* **ASSIGNMENT**:
Go through the data below and return each line where the string "clump" occurs.
┌──
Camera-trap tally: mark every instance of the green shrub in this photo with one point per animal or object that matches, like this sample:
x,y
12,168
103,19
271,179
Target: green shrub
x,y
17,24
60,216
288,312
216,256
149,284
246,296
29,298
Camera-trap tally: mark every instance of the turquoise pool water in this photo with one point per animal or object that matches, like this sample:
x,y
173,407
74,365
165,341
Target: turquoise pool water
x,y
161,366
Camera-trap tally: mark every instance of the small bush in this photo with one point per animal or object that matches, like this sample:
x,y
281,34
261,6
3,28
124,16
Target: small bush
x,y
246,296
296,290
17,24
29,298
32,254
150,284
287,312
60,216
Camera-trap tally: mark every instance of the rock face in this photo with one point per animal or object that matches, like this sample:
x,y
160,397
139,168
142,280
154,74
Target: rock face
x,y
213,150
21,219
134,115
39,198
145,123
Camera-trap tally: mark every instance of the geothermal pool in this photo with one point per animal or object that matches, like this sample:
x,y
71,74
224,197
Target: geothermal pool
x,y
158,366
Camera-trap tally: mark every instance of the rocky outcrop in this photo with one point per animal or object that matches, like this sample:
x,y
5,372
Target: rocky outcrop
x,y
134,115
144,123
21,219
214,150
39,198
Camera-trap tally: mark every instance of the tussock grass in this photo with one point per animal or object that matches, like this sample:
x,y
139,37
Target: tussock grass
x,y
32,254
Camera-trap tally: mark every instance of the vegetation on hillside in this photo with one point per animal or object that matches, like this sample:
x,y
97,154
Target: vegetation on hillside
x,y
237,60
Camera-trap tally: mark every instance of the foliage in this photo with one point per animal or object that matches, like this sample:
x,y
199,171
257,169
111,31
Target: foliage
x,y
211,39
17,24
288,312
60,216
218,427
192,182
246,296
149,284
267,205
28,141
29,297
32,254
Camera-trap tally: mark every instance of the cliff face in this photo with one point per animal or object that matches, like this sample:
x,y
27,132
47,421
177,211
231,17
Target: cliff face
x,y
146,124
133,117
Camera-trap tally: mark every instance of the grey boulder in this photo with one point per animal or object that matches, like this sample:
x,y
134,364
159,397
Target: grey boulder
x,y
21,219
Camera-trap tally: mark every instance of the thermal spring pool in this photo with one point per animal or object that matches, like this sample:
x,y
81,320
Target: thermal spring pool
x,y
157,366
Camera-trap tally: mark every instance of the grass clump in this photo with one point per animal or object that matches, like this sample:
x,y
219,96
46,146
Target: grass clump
└──
┌──
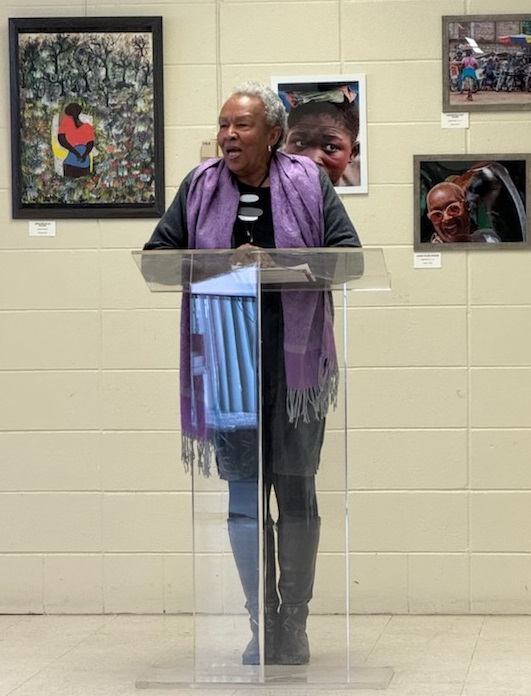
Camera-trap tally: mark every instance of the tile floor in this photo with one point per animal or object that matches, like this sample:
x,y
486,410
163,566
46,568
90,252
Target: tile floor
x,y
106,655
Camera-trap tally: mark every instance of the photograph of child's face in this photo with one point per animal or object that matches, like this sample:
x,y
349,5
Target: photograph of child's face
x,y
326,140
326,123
└──
* **ANSWER SPACE**:
Camera-trap tally: mark every instance of the grass clump in this photo with one point per animal or object that matches, like this sample:
Target: grass clump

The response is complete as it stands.